Stored data entries
===============

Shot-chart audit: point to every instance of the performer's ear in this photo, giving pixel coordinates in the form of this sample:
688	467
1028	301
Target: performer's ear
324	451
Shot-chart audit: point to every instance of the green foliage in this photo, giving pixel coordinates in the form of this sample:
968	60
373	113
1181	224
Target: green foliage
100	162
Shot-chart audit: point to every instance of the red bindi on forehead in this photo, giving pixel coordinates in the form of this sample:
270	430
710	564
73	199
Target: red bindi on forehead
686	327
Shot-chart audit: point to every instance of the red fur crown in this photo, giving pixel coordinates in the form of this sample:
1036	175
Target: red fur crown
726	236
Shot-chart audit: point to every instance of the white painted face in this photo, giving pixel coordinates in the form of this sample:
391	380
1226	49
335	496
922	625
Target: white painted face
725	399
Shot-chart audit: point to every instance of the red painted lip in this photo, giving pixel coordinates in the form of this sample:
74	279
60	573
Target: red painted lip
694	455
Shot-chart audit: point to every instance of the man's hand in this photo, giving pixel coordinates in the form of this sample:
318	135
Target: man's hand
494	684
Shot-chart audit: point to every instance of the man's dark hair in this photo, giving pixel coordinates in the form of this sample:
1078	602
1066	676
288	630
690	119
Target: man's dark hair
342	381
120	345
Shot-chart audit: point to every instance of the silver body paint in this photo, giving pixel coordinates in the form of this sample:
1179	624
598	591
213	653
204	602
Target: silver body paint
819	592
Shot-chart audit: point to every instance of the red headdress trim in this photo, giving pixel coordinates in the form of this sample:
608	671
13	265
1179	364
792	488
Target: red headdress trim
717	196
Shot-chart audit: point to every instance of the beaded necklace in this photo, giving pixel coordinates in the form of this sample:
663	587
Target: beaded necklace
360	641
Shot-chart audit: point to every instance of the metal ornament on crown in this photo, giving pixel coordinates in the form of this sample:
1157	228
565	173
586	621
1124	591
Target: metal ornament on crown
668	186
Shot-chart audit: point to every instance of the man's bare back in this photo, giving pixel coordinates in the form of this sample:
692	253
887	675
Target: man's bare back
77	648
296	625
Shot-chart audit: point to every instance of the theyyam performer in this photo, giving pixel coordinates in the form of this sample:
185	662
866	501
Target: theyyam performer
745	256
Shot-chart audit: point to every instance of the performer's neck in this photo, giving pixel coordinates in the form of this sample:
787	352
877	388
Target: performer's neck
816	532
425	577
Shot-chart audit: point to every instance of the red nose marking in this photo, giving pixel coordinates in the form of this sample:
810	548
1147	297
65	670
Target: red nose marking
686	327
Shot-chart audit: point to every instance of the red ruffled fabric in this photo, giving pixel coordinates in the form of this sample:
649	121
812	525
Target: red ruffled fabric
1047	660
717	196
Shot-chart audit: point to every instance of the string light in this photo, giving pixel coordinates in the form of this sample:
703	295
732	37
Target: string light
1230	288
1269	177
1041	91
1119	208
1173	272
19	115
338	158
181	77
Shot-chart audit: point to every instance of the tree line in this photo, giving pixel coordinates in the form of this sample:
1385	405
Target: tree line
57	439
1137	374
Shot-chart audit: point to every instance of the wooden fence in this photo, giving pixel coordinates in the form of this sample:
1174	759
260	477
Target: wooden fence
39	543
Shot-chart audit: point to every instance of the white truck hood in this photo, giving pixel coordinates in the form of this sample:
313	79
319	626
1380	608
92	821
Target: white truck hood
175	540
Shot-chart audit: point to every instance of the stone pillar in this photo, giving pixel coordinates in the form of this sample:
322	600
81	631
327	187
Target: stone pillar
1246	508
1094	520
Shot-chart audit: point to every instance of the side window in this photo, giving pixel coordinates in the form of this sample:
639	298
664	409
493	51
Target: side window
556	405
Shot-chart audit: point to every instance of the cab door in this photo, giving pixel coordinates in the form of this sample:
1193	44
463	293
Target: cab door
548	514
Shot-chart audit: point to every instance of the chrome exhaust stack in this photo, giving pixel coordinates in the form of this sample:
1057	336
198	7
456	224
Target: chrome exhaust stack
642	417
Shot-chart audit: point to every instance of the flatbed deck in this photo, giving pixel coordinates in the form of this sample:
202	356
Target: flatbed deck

===============

* _Aim of the exercise_
Retype all the data verbatim.

* _Response area_
Shot-chart audit: point to every instance of the performer's ear in this photo, giving pixel coordinates in the form of this sample:
688	467
1028	301
Target: performer's ear
324	451
Shot-chart audit: point to every instance of the green foliage in this photo, giving pixel coordinates in the form of this sample:
968	60
373	113
1181	224
Target: green foliage
100	162
Shot-chart audit: point to every instance of the red bindi on forehead in this photo, giving pixel coordinates in the form of this sample:
270	430
710	564
73	199
Target: red bindi on forehead
686	327
Shot-chart audit: point to every instance of the red fur crown in this photo, giving pixel coordinates in the form of this sample:
1036	175
Target: red fur crown
726	236
Shot-chart audit: point to every instance of the white painted face in this photo, giving pixel coordinates in the form of this sample:
391	380
1226	49
335	496
922	625
Target: white painted face
725	399
Shot-chart audit: point to every instance of the red painted lip in this photo, giving pixel coordinates in the form of this sample:
74	279
60	573
Target: red painted lip
694	455
Shot-chart audit: point to every instance of the man's hand in this photo, giving pixel coordinates in the form of this sample:
318	135
Target: man's hand
494	684
Shot-chart audit: point to every instance of the man's dark hair in this photo, giving pixel coordinates in the form of this sample:
1078	602
1066	676
288	630
690	119
Target: man's dark hair
342	381
120	345
Shot-chart audit: point to every instance of the silver body paint in this photo, giving pixel coordinates in the form of this sample:
1179	624
598	591
213	653
204	602
Target: silver body paint
819	592
Shot-chart audit: point to every instance of the red headdress trim in this photo, giving pixel coordinates in the form of this sample:
608	671
13	265
1179	364
792	488
Target: red headdress trim
717	196
Shot-chart audit: point to every instance of the beaded necklace in this photo, giving pixel coordinates in the form of this sample:
663	587
Target: beaded necklace
360	641
Shot-chart audit: point to every instance of the metal ornament on crown in this photo, giving pixel coordinates in the form of this sample:
1157	228
565	173
586	621
1124	591
Target: metal ornament on crown
668	186
Shot-chart audit: point to every instance of the man's bare back in this photo, giving pixel coordinates in the form of this sample:
692	253
887	675
Target: man's bare back
77	648
296	625
Shot-chart audit: point to every instance of the theyyam performer in this photo, giving pixel coordinates in the form of this sample:
185	662
866	501
Target: theyyam performer
745	256
Shot-chart audit: point to every instance of the performer's neck in this photo, giving pixel coordinates in the form of this sample:
787	352
877	388
Target: performer's neck
816	532
425	577
Shot-chart audit: point to every instance of the red nose marking in this photo, giving pixel coordinates in the form of this sample:
810	548
1147	297
65	670
Target: red nose marking
686	327
Shot-chart audit: point to every instance of the red ruffled fabric in this photo, giving pixel coordinates in the form of this sample:
649	121
812	525
Target: red ruffled fabric
1047	660
717	196
Shot-chart audit: point to every instance of the string light in this photo, giving pixel coordinates in the form of this sample:
703	295
732	37
Target: string light
1230	288
1269	177
1041	91
1119	208
1173	272
19	115
338	158
181	77
Shot-chart audit: point to every instance of the tree line in this photo, giving pixel coordinates in the form of this sample:
1385	405
Target: tree line
57	439
1137	374
Shot-chart audit: point to every instance of the wooden fence in this photo, giving pixel coordinates in the form of this sample:
1174	759
260	477
Target: wooden fence
39	543
Shot-chart audit: point to every instance of the white truck hood in this photo, giving pixel coordinates in the form of this sample:
313	79
319	626
1380	608
92	821
Target: white truck hood
175	540
Shot-chart audit: point to every instance of the stone pillar in this photo, giving pixel coordinates in the form of this sample:
322	600
81	631
327	187
Target: stone pillar
1246	508
1094	520
Shot-chart audit: point to every instance of the side window in this photo, giving pixel coordinates in the form of this sample:
639	298
664	409
493	51
Target: side window
556	405
Shot-chart audit: point to every instance of the cab door in this photo, giving pixel coordinates in the form of this sample:
1193	44
463	293
Target: cab door
548	514
Shot-chart audit: point to every instance of the chrome exhaust stack in this photo, giving pixel coordinates in the form of this sample:
1057	336
198	7
456	224
Target: chrome exhaust stack
642	417
Shot-chart audit: point to every instance of the flatbed deck in this photo, giving pixel coordinates in the form of this sample:
202	356
Target: flatbed deck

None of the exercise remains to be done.